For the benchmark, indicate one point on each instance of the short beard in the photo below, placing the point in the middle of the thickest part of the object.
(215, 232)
====
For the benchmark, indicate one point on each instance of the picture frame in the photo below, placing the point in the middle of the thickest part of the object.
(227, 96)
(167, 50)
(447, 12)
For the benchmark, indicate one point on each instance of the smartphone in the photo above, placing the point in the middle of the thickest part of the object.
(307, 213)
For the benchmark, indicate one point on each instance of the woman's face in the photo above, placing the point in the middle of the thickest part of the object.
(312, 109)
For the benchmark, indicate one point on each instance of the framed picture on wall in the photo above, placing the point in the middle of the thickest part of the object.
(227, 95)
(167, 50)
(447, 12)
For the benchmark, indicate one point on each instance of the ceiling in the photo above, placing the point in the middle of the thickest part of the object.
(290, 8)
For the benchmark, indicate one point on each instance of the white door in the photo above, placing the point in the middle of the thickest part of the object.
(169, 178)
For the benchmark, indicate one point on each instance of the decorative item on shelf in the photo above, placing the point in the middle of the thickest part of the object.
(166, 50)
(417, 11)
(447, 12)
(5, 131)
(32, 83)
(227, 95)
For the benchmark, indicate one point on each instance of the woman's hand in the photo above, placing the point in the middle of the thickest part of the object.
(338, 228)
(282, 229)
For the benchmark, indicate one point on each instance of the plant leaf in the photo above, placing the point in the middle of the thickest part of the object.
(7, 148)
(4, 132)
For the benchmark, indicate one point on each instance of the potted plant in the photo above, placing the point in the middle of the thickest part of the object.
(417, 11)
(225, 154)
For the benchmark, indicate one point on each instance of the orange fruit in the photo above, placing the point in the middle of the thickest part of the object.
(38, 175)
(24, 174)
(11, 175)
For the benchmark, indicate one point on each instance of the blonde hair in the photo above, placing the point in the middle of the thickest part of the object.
====
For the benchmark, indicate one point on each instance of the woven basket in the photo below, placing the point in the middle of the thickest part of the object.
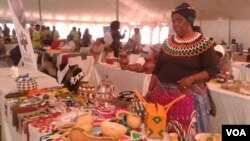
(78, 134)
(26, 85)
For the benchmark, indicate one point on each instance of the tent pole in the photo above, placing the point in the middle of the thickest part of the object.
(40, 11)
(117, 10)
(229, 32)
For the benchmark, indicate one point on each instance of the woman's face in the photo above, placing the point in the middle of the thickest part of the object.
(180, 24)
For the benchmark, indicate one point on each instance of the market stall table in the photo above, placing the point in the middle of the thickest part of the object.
====
• Task directions
Please express the stretch of the records that opens with the line containing "of the tent" and closes with the line containing "of the market", both lines included, as a JSON list of strings with one string per line and blank lines left out.

• Exercise result
[
  "For the benchmark, indicate one point on each instance of the tent pole in the photo above, placing the point in the middle of the thickest part of the object.",
  "(40, 11)",
  "(117, 10)",
  "(229, 32)",
  "For the benchmark, indicate one point on each instance of the woman's face in the photo above, placing the point in the middle of the thickest part of the object.",
  "(180, 24)",
  "For the benchmark, indicate one point on each instance of the market stall table in the photo above, placing the point in the middle of the thickest part of the object."
]